- **Task statement**
Please count the lines in the listing below that contain the word "forked" and reply with only that number.

#####

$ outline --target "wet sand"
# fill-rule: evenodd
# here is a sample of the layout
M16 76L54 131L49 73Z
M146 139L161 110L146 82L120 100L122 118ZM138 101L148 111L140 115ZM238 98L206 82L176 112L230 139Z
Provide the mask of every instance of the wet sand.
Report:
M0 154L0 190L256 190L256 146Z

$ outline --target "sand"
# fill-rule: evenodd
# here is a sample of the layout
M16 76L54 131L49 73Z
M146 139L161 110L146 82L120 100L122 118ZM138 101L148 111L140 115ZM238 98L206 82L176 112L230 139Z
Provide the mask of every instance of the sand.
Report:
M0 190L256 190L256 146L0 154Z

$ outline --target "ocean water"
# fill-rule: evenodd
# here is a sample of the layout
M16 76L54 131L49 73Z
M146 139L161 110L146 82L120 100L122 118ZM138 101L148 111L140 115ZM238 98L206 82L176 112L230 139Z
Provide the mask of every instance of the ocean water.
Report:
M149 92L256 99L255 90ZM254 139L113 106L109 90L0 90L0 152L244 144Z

#####

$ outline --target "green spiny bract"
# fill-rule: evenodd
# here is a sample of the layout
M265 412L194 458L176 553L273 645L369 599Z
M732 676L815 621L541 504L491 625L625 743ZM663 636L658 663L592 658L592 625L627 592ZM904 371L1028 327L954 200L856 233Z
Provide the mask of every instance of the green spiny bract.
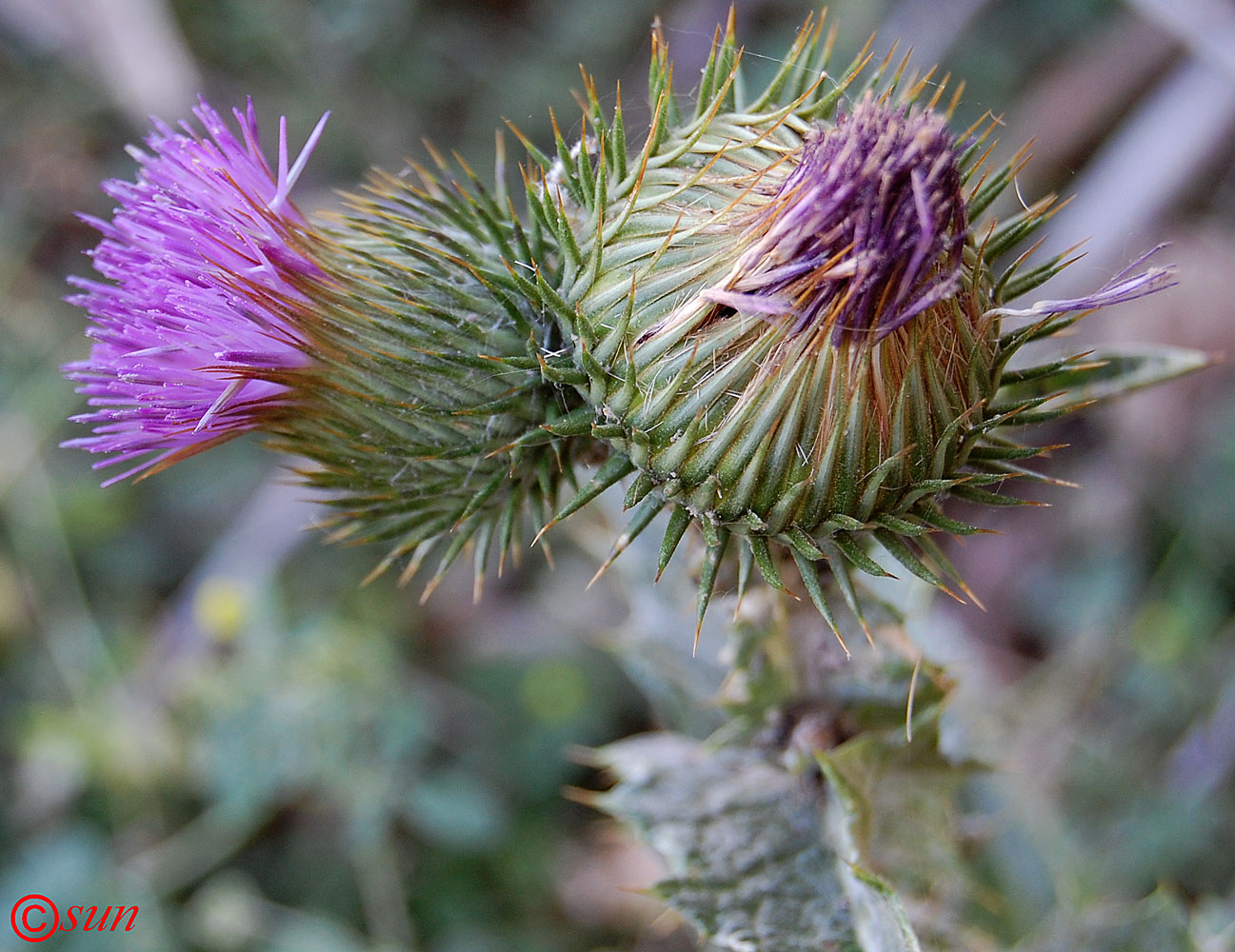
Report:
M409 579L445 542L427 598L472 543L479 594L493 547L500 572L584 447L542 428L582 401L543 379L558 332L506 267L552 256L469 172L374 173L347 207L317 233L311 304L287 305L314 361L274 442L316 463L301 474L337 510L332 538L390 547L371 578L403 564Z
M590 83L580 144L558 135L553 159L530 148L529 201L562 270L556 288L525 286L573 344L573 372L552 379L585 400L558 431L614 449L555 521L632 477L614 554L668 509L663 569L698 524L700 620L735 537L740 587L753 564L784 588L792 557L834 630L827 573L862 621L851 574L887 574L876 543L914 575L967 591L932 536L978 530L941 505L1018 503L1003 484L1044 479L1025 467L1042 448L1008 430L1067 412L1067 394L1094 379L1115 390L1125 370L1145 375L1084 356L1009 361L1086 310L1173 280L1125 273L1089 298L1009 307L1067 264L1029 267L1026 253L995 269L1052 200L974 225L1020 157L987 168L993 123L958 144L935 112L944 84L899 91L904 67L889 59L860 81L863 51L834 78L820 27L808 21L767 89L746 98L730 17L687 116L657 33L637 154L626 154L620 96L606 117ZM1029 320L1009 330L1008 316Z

#####

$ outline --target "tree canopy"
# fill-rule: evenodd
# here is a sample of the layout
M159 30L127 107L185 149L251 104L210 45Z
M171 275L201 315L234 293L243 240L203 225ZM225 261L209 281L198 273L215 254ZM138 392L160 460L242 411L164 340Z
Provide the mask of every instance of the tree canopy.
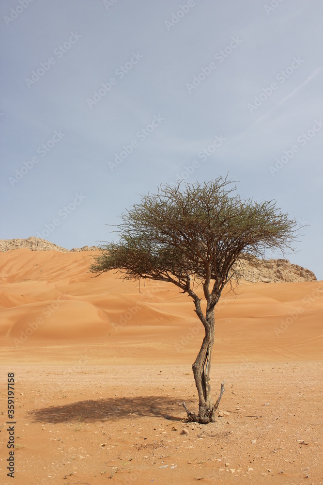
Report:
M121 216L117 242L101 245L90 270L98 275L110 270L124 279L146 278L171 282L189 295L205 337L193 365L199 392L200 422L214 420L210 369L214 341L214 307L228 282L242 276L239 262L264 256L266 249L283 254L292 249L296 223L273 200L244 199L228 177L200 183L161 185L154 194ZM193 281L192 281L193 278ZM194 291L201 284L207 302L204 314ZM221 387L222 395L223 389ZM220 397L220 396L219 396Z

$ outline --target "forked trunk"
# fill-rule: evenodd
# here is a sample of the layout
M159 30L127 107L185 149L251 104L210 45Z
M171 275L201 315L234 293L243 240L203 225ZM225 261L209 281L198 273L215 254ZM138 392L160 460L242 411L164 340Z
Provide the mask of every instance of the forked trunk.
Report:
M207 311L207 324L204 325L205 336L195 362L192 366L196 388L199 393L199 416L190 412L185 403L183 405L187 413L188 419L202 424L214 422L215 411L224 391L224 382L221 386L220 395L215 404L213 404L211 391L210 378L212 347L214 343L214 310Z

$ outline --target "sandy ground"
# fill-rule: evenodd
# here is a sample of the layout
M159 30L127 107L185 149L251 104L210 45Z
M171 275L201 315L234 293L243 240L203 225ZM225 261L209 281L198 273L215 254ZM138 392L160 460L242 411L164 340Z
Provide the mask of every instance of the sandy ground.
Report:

#####

- **Task result**
2